Given task: Format the entries below as a JSON list of strings, one string per line, leaving out blank lines. Begin at the first line of the entries and stop after the line that contains "335 197 L 376".

══════════

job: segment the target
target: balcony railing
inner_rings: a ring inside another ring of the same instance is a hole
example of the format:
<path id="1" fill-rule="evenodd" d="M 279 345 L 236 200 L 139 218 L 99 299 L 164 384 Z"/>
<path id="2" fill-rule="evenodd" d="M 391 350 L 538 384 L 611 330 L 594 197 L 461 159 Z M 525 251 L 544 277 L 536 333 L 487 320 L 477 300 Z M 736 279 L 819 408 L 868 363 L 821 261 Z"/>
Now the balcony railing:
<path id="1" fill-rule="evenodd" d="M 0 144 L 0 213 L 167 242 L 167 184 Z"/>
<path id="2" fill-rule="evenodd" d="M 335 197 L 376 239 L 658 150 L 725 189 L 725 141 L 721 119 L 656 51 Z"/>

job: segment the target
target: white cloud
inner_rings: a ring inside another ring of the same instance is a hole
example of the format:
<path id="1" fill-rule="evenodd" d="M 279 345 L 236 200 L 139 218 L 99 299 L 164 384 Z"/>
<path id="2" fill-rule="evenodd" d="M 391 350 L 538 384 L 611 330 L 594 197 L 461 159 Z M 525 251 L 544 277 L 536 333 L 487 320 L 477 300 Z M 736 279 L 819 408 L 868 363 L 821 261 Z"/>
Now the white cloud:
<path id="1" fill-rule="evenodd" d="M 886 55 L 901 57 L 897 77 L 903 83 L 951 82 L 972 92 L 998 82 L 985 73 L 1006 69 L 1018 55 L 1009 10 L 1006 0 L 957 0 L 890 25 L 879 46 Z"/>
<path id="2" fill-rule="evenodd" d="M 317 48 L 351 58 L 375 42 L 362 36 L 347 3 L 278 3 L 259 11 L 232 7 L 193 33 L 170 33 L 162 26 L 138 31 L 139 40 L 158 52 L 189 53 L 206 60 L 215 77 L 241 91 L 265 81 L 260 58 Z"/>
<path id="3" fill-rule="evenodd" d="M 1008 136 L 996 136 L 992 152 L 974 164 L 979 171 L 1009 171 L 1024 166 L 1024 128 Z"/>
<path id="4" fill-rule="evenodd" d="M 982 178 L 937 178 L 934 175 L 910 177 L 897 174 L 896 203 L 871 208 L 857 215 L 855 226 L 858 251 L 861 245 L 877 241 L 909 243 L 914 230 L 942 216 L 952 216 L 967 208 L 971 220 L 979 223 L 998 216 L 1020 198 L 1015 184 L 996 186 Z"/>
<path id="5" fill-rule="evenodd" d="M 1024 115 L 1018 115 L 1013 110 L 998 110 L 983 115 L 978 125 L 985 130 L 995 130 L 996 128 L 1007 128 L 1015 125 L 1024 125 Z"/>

══════════

Result of this task:
[
  "job: segment the target",
  "target: balcony railing",
  "inner_rings: a ring inside another ring of the same instance is a hole",
  "example of the format:",
  "<path id=\"1\" fill-rule=\"evenodd\" d=\"M 279 345 L 236 200 L 139 218 L 99 299 L 164 384 Z\"/>",
  "<path id=\"2\" fill-rule=\"evenodd\" d=\"M 391 350 L 538 384 L 611 330 L 594 197 L 461 159 Z M 525 251 L 544 277 L 536 333 L 487 320 L 477 300 Z M 736 279 L 819 408 L 868 363 L 821 261 Z\"/>",
  "Now the balcony railing:",
  "<path id=\"1\" fill-rule=\"evenodd\" d=\"M 0 144 L 0 213 L 167 242 L 167 184 Z\"/>",
  "<path id=\"2\" fill-rule=\"evenodd\" d=\"M 335 197 L 376 239 L 658 150 L 725 189 L 725 141 L 721 119 L 656 51 Z\"/>"
]